» **Problems and tasks**:
- A) From the article on health data breaches, pull out the passage starting with "(HealthDay News) —" and going on through "176.4 million records.".
- B) In the article on health data breaches, which type of entity was breached most often, and what share of breaches did it account for?
Text excerpt Start Marker
(HealthDay News) — The number of health data breaches has steadily increased since 2010, according to a research letter published in the Sept. 25 issue of the Journal of the American Medical Association.
Thomas H. McCoy Jr., M.D., and Roy H. Perlis, M.D., both from Massachusetts General Hospital in Boston, examined all breaches posted to the U.S. Health and Human Services Office for Civil Rights breach database portal from 2010 through 2017. The authors analyzed secular trends in the number of breaches and number of records affected, breached media, and type of breach. They included 2,149 breaches comprising 176.4 million records.
The researchers found that individual breaches affected a range of 500 to 78.8 million records (median, 2,300 records; mean, 84,456). The number of breach reports increased each year, from 199 in 2010 to 344 in 2017, with the exception of 2015. Health care providers were the most common entity breached, accounting for 70 percent of breaches and 21 percent of the total records compromised. Health plan breaches (13 percent) accounted for the largest share of breached records (63 percent). Overall, the most common information media breached was paper or film (24 percent of breaches, but only 2 percent of records). Breaches of information from network servers (19 percent) accounted for the largest share of breached records (79 percent). Network servers and email were the most common media breaches in 2017.
“Although networked digital health records have the potential to improve clinical care and facilitate learning health systems, they also have the potential for harm to vast numbers of patients at once if data security is not improved,” the authors write.
The authors disclosed financial ties to the health care industry.
Text excerpt End Marker
Listed entries Start Marker
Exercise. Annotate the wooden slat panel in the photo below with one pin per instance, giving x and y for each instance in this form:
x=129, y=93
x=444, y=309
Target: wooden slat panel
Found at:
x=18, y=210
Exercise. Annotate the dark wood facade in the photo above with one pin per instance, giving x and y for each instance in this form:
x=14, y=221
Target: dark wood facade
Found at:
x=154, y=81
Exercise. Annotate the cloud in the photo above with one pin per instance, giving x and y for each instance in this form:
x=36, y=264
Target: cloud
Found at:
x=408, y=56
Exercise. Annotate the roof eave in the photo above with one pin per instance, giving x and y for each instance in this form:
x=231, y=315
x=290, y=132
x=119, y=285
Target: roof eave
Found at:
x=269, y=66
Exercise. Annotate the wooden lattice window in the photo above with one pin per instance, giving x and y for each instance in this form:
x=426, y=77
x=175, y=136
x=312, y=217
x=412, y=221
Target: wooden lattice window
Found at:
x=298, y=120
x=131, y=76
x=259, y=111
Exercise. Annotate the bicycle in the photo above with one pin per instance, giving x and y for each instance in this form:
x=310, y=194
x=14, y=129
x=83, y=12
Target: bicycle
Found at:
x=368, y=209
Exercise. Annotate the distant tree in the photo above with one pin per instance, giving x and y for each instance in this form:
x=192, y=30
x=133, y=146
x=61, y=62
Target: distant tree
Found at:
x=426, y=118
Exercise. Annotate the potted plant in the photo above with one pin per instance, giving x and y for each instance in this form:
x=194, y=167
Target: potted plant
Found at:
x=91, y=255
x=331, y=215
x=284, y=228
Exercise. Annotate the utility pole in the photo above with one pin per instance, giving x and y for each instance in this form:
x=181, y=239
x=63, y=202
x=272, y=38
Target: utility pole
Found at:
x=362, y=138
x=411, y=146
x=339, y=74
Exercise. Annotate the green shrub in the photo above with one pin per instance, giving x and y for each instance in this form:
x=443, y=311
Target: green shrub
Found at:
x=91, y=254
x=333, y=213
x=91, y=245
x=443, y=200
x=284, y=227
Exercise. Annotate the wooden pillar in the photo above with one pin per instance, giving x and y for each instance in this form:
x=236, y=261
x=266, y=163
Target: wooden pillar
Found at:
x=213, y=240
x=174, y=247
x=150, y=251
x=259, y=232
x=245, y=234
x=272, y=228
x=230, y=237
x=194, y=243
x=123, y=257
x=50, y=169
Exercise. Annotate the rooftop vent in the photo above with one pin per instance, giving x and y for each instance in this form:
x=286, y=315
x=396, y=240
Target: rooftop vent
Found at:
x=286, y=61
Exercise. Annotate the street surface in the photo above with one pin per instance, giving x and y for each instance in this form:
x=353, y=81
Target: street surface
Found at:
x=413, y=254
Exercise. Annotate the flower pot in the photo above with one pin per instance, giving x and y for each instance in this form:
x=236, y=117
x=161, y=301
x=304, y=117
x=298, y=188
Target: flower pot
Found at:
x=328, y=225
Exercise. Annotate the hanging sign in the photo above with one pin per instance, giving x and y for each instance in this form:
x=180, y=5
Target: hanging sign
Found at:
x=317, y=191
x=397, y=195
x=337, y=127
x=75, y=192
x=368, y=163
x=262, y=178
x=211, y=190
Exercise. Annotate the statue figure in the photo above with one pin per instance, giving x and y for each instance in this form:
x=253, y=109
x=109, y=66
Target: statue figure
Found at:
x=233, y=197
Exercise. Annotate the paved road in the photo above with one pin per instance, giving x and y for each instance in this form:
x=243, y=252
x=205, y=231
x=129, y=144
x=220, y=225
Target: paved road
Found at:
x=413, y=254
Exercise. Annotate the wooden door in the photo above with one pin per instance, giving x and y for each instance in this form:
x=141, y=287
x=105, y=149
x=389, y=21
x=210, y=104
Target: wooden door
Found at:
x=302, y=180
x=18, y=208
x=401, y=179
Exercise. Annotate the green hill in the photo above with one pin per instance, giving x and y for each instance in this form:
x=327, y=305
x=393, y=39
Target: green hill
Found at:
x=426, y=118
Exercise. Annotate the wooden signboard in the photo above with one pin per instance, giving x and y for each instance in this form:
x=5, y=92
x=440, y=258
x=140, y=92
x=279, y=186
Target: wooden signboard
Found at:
Listed entries End Marker
» **Solutions to the problems**:
- A)
(HealthDay News) — The number of health data breaches has steadily increased since 2010, according to a research letter published in the Sept. 25 issue of the Journal of the American Medical Association.
Thomas H. McCoy Jr., M.D., and Roy H. Perlis, M.D., both from Massachusetts General Hospital in Boston, examined all breaches posted to the U.S. Health and Human Services Office for Civil Rights breach database portal from 2010 through 2017. The authors analyzed secular trends in the number of breaches and number of records affected, breached media, and type of breach. They included 2,149 breaches comprising 176.4 million records.

- B) Health care providers, which accounted for 70 percent of breaches.